## [Brano scelto]

------------------------------------------------------------

Chi lo ha criticato senza soluzione di continuità, adesso probabilmente dovrà fare domanda per avere il reddito di cittadinanza o trovare subito un altro “impiego”. L’addio di Mirko Cudini era nell’aria, e lascia tutti con un pizzico di magone difficile da smaltire. Già lo rimpiange la (stragrande) maggioranza dei tifosi che ha imparato ad apprezzare sia le sue doti di allenatore che quelle di uomo, persona schiva, umile, seria, laboriosa, lontano dai riflettori e (dote sempre più rara, per cui ulteriormente apprezzabile) ignifugo alla grancassa dei social network e dei bar dello sport.

------------------------------------------------------------

## [Righe di dati]
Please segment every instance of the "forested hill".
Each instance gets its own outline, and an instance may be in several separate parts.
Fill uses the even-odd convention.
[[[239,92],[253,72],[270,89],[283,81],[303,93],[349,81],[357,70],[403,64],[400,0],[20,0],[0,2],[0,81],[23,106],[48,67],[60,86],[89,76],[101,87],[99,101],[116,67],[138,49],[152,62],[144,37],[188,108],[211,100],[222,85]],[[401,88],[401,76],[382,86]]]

------------------------------------------------------------

## [Consegna 1]
Secondo il brano sull'addio di Mirko Cudini, chi già lo rimpiange?
## [Consegna 2]
Indica se ciascuna affermazione concorda con il brano sull'addio di Mirko Cudini, rispondendo sì o no e citando le parole decisive del testo: (a) l'addio di Cudini è arrivato del tutto inaspettato; (b) i tifosi apprezzavano Cudini sia come allenatore sia come uomo; (c) Cudini si lasciava coinvolgere dal clamore dei social network.
## [Consegna 3]
Prosegui il brano sull'addio di Mirko Cudini dopo la sua ultima frase.
Per questo esercizio i dati non servono.

## [Risposta corretta 1]
La stragrande maggioranza dei tifosi.

## [Risposta corretta 2]
(a) No: «L’addio di Mirko Cudini era nell’aria».
(b) Sì: «ha imparato ad apprezzare sia le sue doti di allenatore che quelle di uomo».
(c) No: «ignifugo alla grancassa dei social network e dei bar dello sport».

## [Risposta corretta 3]
Altri tifosi (una minoranza, nonostante si ritengano molti di più) lo rimpiangono per il motivo opposto, avendone fatto bersaglio di critiche sistematiche, ai limiti dell’incomprensibile; adesso dovranno trovarsi un lavoro vero, perché il loro giocattolino vudù si è rotto, anzi, ha deciso di andarsene altrove. Esultano per questo divorzio consensuale tra Cudini e la società sui social, e nei bar dello sport, quelli che sulla carta si dichiarano tifosi del Campobasso, ma in realtà sono ultras di sé stessi, e in nome delle loro opinioni si augurano persino che per il Campobasso le cose vadano male, altrimenti non possono dire il giorno dopo ai colleghi e amici “io ve l’avevo detto”, andando in overdose di autostima.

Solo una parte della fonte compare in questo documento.